---- Data supplied
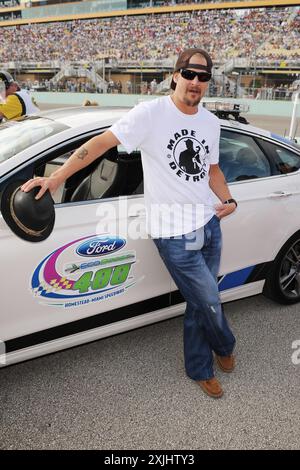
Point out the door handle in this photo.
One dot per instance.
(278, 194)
--------
---- Data supplied
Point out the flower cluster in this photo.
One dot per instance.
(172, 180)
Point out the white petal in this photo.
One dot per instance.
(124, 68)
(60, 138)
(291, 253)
--------
Required action: Each line holding the word "this" must be pulled from the records.

Written solution:
Point out the door handle in this photo.
Point out the flower cluster in this photo.
Point out the white petal in this photo.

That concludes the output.